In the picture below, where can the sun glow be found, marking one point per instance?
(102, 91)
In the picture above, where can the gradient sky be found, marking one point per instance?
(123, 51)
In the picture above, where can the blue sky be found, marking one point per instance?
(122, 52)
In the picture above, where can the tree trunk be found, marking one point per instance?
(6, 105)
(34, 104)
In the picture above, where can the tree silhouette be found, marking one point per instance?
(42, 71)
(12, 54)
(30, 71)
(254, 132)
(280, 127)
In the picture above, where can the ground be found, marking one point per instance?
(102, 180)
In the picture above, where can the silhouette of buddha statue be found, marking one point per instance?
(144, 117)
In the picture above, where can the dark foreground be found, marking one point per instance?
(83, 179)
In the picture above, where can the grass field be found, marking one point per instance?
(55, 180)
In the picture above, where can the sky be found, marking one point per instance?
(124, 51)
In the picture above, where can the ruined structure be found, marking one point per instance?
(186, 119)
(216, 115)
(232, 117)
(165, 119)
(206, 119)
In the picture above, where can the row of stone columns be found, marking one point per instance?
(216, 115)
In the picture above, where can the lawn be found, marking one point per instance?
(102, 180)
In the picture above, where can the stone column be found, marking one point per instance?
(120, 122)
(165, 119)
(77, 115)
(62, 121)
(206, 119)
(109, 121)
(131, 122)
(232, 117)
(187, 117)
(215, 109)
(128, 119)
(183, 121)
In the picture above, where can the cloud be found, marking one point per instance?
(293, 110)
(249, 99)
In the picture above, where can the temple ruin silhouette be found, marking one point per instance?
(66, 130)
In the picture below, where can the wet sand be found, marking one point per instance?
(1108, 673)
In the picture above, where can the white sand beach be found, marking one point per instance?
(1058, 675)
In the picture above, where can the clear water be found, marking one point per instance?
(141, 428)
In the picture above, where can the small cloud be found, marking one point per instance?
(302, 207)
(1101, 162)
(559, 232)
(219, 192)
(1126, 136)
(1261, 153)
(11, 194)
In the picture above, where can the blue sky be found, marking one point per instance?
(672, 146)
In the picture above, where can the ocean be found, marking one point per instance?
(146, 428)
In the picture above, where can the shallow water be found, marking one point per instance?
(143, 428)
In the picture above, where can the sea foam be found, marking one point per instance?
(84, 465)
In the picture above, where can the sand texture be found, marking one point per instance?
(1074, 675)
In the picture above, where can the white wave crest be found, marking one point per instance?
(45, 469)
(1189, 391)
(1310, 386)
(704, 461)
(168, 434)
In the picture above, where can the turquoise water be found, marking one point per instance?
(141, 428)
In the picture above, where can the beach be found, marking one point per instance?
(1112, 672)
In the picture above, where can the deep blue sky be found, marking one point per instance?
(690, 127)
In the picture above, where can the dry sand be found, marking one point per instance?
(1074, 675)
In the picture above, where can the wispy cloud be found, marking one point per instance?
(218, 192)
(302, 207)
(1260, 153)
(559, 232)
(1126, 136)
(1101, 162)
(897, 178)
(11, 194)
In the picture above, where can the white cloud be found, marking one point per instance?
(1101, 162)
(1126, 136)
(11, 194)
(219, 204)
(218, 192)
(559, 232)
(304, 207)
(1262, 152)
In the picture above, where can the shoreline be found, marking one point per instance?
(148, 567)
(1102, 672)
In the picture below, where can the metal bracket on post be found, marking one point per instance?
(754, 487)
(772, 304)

Directions = Give the material again in full, exactly as it appears above.

Finished task =
In the picture below, where can the sun glow be found, marking one point per instance?
(102, 91)
In the picture above, where can the gradient sky be found, marking one point per instance?
(123, 51)
In the picture above, where can the blue sky be found, marking one point per instance?
(122, 52)
In the picture above, where can the tree trunk be found, marking one point per instance?
(6, 105)
(34, 104)
In the picture above, where can the tree silhouette be found, marking one point per instance?
(42, 71)
(12, 54)
(30, 71)
(254, 132)
(280, 127)
In the picture above, where can the ground be found, marking one point per instance?
(102, 180)
In the picture above, where can the silhouette of buddha statue be found, marking one point per instance?
(144, 117)
In the picture above, where can the dark foreground be found, marking one point per instance?
(83, 179)
In the picture above, where can the grass field be found, marking one point per instance?
(55, 180)
In the picture above, where can the sky be found, marking one point per instance?
(124, 51)
In the picture above, where can the ruined structure be found, marking one point per instance?
(186, 119)
(216, 115)
(232, 117)
(165, 119)
(206, 119)
In the picture above, where can the row of stone columns be found, marking one point per instance?
(216, 115)
In the picture above, where can the lawn be found, marking one point per instance?
(102, 180)
In the picture above, where can the stone column be found, marking one point per instance?
(120, 122)
(165, 119)
(77, 115)
(62, 121)
(206, 119)
(109, 121)
(131, 122)
(232, 117)
(187, 117)
(215, 109)
(128, 119)
(183, 121)
In the picture above, where can the cloud be found, marking one point per instance?
(293, 110)
(249, 99)
In the picture above, where can the temple ruin silhouette be found, marking one point per instance?
(66, 130)
In the picture below, where can the wet sand be found, marking one point per instance?
(1108, 673)
In the picture above, where can the white sand beach be found, marking one point per instance?
(1058, 675)
In the picture above, where can the clear water be found, marking one point per instance?
(141, 428)
In the picture above, where can the small cloud be found, marking one point per instance?
(302, 207)
(1101, 162)
(559, 232)
(219, 192)
(1126, 136)
(1261, 153)
(11, 194)
In the picture above, where can the blue sky be found, marking one point per instance?
(672, 146)
In the picture above, where can the ocean be found, marking one point per instance?
(146, 428)
In the picture above, where can the shallow water be found, marking one point per instance?
(143, 428)
In the picture above, where can the sea foam be found, marking one point per instance?
(84, 465)
In the picture above, where can the sand texture be found, marking one point per instance?
(1074, 675)
In the picture above, where can the white wave crest be found, marking one point per instance?
(45, 469)
(1189, 391)
(1310, 386)
(704, 461)
(168, 434)
In the picture above, where can the turquoise water be found, marking one point per instance?
(141, 428)
In the picture above, where can the beach be found, marking one point per instance?
(1112, 672)
In the picture above, where can the deep blue sky be found, marking one point per instance?
(690, 127)
In the picture above, where can the dry sand be found, marking one point per instance?
(1074, 675)
In the picture above, where can the wispy cloud be found, marking one point per instance?
(218, 192)
(302, 207)
(1260, 153)
(559, 232)
(1126, 136)
(1101, 162)
(897, 178)
(11, 194)
In the picture above, where can the white cloud be found, marking one point per instance?
(1101, 162)
(1126, 136)
(11, 194)
(219, 204)
(218, 192)
(559, 232)
(304, 207)
(1262, 152)
In the picture above, where can the shoreline be found, marking one point per instance?
(148, 567)
(1102, 672)
In the picture below, where can the metal bracket on post be found, marking one point per instance?
(754, 487)
(772, 304)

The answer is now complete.